#### Quoted passage:
=== Begin Enclosure ===

And here is the paradox. If one wished Y to be minimal, multiple wraps are required; but, if one wishes to take up slack on the X rope when climbing by taking up Y tension, the weight of the rope X will be multiplied by the same factor (but in reverse) as when the climber falls which might make it impossible to take up slack, and hence a non-functional device. As one example:
For a wire rope, with 5½ wraps around a 3″ pipe (3.5 O.D.),
X=50# and Y=0.12#
Therefore, the amplification factor is 50#/0.12=400# Now, remove the 49# weight leaving a 1# rope and try to pull Y. Y=1#×400=400# to take up slack. This is not possible, or practicable.
Accordingly, there is need for improved apparatus to overcome the above problem so that slack can be automatically taken up while using the multiplying effect of multiple wraps; and there is need for apparatus which can be easily used for safe lowering of weights, as from great heights.

=== End Enclosure ===

#### Records supplied:
=== Begin Enclosure ===

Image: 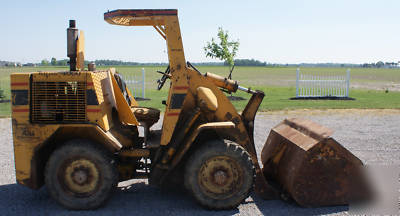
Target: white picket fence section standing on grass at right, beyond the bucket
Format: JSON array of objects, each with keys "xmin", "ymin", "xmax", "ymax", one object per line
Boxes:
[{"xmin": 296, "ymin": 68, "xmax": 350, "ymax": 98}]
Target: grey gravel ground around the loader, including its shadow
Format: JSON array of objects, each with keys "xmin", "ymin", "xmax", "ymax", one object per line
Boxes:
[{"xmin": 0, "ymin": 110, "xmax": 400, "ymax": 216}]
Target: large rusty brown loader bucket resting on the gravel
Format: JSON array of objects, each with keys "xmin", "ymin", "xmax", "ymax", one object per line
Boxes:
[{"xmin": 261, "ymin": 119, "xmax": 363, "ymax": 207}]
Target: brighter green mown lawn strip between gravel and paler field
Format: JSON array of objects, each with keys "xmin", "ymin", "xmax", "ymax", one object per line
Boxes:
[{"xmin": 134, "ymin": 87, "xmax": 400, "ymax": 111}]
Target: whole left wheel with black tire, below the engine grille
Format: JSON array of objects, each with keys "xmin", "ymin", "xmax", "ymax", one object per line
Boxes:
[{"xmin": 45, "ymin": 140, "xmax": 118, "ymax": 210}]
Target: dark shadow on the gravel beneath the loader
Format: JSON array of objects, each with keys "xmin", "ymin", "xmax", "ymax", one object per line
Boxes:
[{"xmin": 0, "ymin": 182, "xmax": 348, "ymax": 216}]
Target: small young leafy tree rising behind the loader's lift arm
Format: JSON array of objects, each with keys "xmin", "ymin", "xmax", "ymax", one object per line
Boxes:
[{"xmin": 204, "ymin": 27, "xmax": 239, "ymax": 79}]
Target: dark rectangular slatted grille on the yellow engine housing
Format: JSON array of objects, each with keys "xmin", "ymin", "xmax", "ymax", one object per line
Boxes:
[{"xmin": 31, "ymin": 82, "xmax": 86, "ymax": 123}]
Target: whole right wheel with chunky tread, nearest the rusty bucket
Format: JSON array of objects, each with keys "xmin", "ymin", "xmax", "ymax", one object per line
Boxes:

=== End Enclosure ===
=== Begin Enclosure ===

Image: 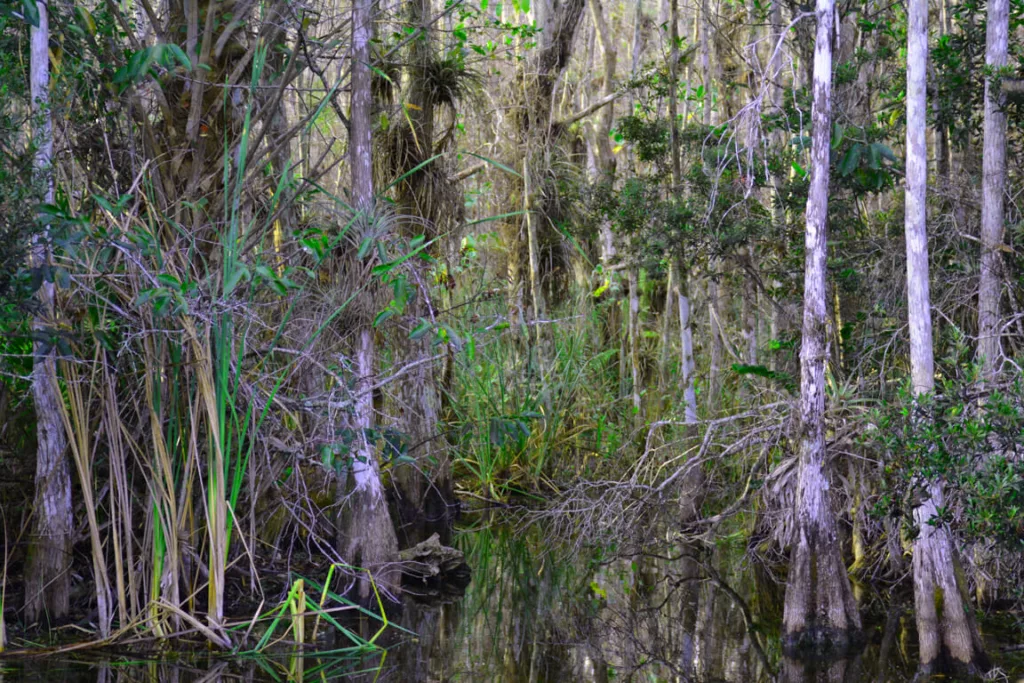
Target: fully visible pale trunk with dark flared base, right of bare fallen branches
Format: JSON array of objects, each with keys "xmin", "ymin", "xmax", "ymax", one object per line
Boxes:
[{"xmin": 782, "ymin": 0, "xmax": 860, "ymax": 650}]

=== End Enclosure ===

#### What to do:
A: Return the section of the rope-wrap passage starting with "And here is" and going on through "possible, or practicable.", copied word for word.
B: Write the next part of the rope-wrap passage, picking up after its final sentence.

#### Task results:
A:
And here is the paradox. If one wished Y to be minimal, multiple wraps are required; but, if one wishes to take up slack on the X rope when climbing by taking up Y tension, the weight of the rope X will be multiplied by the same factor (but in reverse) as when the climber falls which might make it impossible to take up slack, and hence a non-functional device. As one example:
For a wire rope, with 5½ wraps around a 3″ pipe (3.5 O.D.),
X=50# and Y=0.12#
Therefore, the amplification factor is 50#/0.12=400# Now, remove the 49# weight leaving a 1# rope and try to pull Y. Y=1#×400=400# to take up slack. This is not possible, or practicable.

B:
SUMMARY OF THE INVENTION
It is a major object of this invention to provide improved fall protection/lowering apparatus and methods, meeting the above needs. Basically, the apparatus of the invention is used for controlling vertical movement of a first weight (as for example a human being or other load), and comprises:
a) a first rotor rotatable in one direction about an axis and blocked against rotation in the opposite rotary direction,
b) a second rotor which is substantially freely rotatable in opposite rotary directions,
c) a control weight,
d) and lines supporting the first weight and control weight by the rotors, and including a first line wrapping about the first rotor and a second line entraining the second rotor, whereby changes in force exertion on the control weight determine alternative existence of a first mode of operation wherein line slippage relative to the first rotor allows the first weight to descend, and a second mode of operation wherein line non-slippage relative to the first rotor thereby blocks descending of the first weight.
Typically, the first line that wraps about the first rotor has line portions that extend downwardly to support loading imposed by the first weight and control weight, respectively; and the second line that entrains the second rotor also has line portions that extend downwardly to support loading imposed by the first weight and control weight respectively.
Another object is to provide the first rotor with an extended surface to engage multiple, non-interfering wraps of the first line. In this regard, the second rotor may typically comprise a pulley.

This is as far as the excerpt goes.